### Quoted text
***
# UNEARTH (Ken Susi) a look into my Ibanez custom 7-strings



## kensusi (Jun 2, 2009)

Thank You for taking a look into my collection of custom Ibanez 7-string guitars. If you want to ask questions or even get your own Ken Susi custom guitar, 
Please send all your requests to:
Ibanez Guitars, Hollow Bodies, Basses, Acoustics, Amps & Electronics...



UNEARTH (Ken Susi) Ibanez custom 7-strings
Pictures by kensusiguitars - Photobucket

to hear music clips recorded with these guitars go to....
http://www.myspace.com/kensusiguitars


----------



## setsuna7 (Jun 2, 2009)

Thanx Ken!!! Always loved your Band!!!!!!!!\m/


----------



## Decipher (Jun 2, 2009)

Thanks for the pics Ken! And yes, it would be nice to see some Sig Ibby's for both you and Buzz....
***
Data entries
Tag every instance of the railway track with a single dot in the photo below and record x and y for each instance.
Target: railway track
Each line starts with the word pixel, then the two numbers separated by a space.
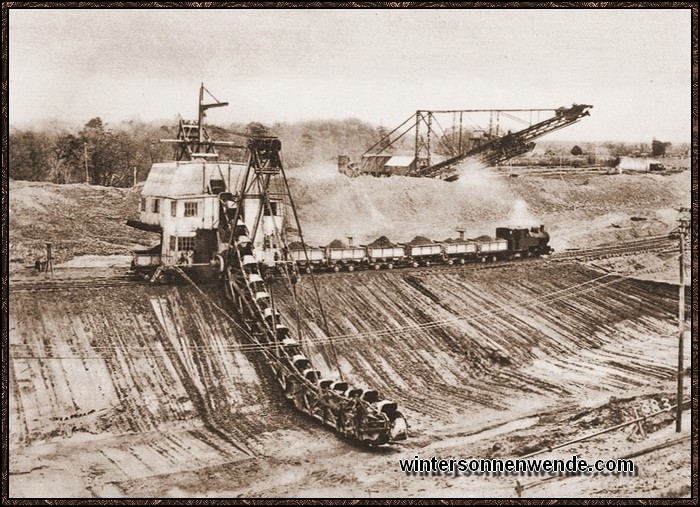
pixel 75 283
pixel 647 245
pixel 654 244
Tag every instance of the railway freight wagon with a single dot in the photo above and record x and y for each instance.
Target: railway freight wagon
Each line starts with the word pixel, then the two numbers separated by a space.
pixel 348 257
pixel 386 256
pixel 311 259
pixel 423 254
pixel 459 252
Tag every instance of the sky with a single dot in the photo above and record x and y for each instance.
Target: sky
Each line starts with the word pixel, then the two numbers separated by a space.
pixel 632 65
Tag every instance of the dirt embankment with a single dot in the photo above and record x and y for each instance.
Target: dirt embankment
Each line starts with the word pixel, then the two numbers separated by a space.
pixel 146 392
pixel 465 341
pixel 125 383
pixel 578 209
pixel 79 219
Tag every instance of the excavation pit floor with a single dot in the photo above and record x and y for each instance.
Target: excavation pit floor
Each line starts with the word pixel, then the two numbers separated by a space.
pixel 147 391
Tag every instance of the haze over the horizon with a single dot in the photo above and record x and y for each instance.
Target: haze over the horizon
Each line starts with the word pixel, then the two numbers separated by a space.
pixel 632 65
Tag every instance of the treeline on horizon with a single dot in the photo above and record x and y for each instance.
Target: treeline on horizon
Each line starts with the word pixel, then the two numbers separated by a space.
pixel 121 155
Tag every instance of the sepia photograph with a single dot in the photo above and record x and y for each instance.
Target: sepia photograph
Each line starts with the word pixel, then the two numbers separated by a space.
pixel 374 252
***
### Challenges
- a) Output the lines of the records from the one containing "Tag every instance of the railway freight" through the one containing "pixel 459 252", inclusive, as a JSON list of strings with one string per line and blank lines omitted.
- b) Write the next part of the forum thread about Ken Susi's custom Ibanez 7-string guitars, picking up right after its last post.

### In response
- a)
[
  "Tag every instance of the railway freight wagon with a single dot in the photo above and record x and y for each instance.",
  "Target: railway freight wagon",
  "Each line starts with the word pixel, then the two numbers separated by a space.",
  "pixel 348 257",
  "pixel 386 256",
  "pixel 311 259",
  "pixel 423 254",
  "pixel 459 252"
]

- b)
----------



## EliNoPants (Jun 2, 2009)

cool man, and i'm gonna be seeing you guys Saturday...assuming i bump into you at the venue, i will be drunk enough to explain how if you had gotten Ibanez to sell the Destroyer model there with 7-strings and reverse headstock and all, i'd have bought one, maybe two


----------



## s_k_mullins (Jun 2, 2009)

thanks for the pics!! 
Unearth fuckin rules.. and you and Buz are the shit!


----------



## TomAwesome (Jun 2, 2009)

Those are some nice looking guitars.


----------



## vortex_infinium (Jun 2, 2009)

I love that natural finish. Your (for lack of a better word) not so common colored guitars are my favourites.

I love how casual said famous people are here on the forums.


----------



## Mattmc74 (Jun 2, 2009)

Nice collection you have there sir!


----------



## alecisonfire (Jun 2, 2009)

thats some hot shit right there. haha i like the darker colored frets in the place of markers on the natural one.


----------



## XeoFLCL (Jun 2, 2009)

That destroyer is hot. I won't lie.

I want one


----------



## 7 Strings of Hate (Jun 2, 2009)

LOVIN the red s-7


----------



## AeonSolus (Jun 2, 2009)

Holy raped hookabies!, 7 string destroyer!!!!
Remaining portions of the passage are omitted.